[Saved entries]

----

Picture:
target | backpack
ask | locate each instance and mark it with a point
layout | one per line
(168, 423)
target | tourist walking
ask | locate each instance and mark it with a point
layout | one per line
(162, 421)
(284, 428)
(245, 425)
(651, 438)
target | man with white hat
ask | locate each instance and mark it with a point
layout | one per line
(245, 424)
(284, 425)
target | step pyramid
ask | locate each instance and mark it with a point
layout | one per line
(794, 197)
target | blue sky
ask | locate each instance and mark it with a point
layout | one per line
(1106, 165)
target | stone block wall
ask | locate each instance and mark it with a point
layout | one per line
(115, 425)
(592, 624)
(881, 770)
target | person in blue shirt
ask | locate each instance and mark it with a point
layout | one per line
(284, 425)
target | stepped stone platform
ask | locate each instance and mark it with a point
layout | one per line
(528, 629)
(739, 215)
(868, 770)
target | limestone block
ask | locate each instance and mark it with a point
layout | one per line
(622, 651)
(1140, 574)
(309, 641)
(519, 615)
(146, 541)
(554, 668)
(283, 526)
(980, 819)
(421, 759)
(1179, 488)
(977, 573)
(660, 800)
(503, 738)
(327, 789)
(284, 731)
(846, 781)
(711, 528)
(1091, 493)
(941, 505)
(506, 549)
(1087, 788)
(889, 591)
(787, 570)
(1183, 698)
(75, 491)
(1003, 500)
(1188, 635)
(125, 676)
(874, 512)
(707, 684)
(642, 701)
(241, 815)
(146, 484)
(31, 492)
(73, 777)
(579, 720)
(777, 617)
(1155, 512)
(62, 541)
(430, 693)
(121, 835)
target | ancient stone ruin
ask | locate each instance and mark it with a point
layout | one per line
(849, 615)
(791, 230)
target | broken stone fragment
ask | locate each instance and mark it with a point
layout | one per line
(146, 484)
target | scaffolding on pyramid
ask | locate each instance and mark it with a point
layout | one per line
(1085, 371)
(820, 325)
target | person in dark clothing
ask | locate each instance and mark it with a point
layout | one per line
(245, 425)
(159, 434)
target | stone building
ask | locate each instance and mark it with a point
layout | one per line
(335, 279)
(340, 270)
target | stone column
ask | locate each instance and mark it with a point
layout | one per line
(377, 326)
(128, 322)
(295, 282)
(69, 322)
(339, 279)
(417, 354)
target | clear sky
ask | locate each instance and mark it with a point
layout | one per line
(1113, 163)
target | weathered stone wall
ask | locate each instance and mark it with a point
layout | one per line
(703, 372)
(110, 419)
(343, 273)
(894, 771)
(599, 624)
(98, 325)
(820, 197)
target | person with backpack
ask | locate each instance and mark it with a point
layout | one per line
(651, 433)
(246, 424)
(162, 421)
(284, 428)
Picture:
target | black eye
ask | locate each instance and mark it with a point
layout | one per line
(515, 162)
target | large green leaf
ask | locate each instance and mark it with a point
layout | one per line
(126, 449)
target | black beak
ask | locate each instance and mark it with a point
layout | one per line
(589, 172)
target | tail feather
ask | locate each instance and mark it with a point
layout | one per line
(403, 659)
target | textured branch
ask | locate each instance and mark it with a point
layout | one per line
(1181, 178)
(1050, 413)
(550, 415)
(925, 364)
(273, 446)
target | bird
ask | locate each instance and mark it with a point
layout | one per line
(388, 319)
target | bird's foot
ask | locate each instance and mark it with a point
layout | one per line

----

[Task prompt]
Print the records above again, every one, exactly as written.

[Solution for this exercise]
Picture:
target | backpack
ask | locate each instance and mark it with a point
layout | one per line
(168, 423)
target | tourist walking
ask | locate each instance and mark it with a point
layout | one per line
(162, 421)
(284, 428)
(245, 425)
(651, 438)
target | man with white hat
ask | locate each instance and mark it with a point
layout | one per line
(245, 424)
(284, 425)
target | step pyramid
ask | locate each instance and mark it with a point
layout | one per line
(794, 197)
target | blue sky
ask | locate each instance and mark it with a point
layout | one per line
(1106, 165)
target | stone block wall
ask | locate each instance and mark it with a point
layout | one per line
(115, 425)
(592, 624)
(881, 770)
target | person in blue shirt
ask | locate each instance and mark it with a point
layout | one per line
(284, 425)
target | stepped stone platform
ask | locate each instance and mark it with a point
layout | one per line
(528, 629)
(739, 215)
(868, 770)
target | limestone block
ask | locate each instance and mark it with a point
layout | one per line
(622, 651)
(1140, 574)
(309, 641)
(519, 615)
(146, 541)
(554, 668)
(283, 526)
(980, 819)
(421, 759)
(1179, 488)
(977, 573)
(660, 800)
(503, 738)
(327, 789)
(284, 731)
(846, 781)
(711, 528)
(1091, 493)
(941, 505)
(506, 549)
(1087, 788)
(889, 591)
(787, 570)
(1183, 698)
(75, 491)
(1003, 500)
(1188, 635)
(125, 676)
(874, 512)
(707, 684)
(642, 701)
(241, 815)
(146, 484)
(31, 492)
(73, 777)
(579, 720)
(777, 617)
(1155, 512)
(62, 541)
(430, 693)
(121, 835)
target | ancient stone ruin
ask | locate each instance and mark it with a point
layout | one per line
(849, 615)
(791, 230)
target | broken stone fragment
ask | locate each instance and mark it with a point
layout | one per line
(146, 484)
target | scaffolding on pyramid
ask | locate each instance and mark it with a point
layout | one per line
(1085, 371)
(820, 325)
target | person in dark clothing
ask | locate each instance and mark it with a point
layout | one per line
(245, 425)
(159, 434)
target | stone building
ask | locate each instance and mark it with a point
layout | one per line
(335, 279)
(340, 270)
target | stone column
ask | locate each instance and mark it with a point
layout | one per line
(377, 326)
(128, 322)
(295, 282)
(69, 322)
(339, 279)
(417, 354)
target | clear sky
ask | locate each instance and mark it with a point
layout | one per line
(1113, 163)
target | weathered stone wall
ask | locate each instance and mark it with a point
layout | one per line
(703, 372)
(110, 419)
(343, 273)
(894, 771)
(599, 624)
(98, 325)
(820, 197)
target | person with backpack
ask | locate each instance and mark it with a point
layout | one per line
(651, 433)
(246, 424)
(162, 421)
(284, 428)
Picture:
target | black eye
ask | locate each instance and mark it with a point
layout | one per line
(515, 162)
target | large green leaf
ask | locate each instance and mark it with a point
layout | one per line
(126, 449)
target | black beak
ask | locate each instance and mark it with a point
layout | one per line
(589, 172)
target | tail feather
ask | locate each instance and mark it with a point
layout | one per line
(403, 659)
target | textured branch
ask | locate each instance and mark it with a point
layout | one per line
(1181, 178)
(1050, 413)
(550, 415)
(925, 364)
(273, 446)
target | bird
ask | locate each instance and mark it with a point
layout | one per line
(388, 319)
target | bird's foot
ask | locate each instance and mark it with a point
layout | one per line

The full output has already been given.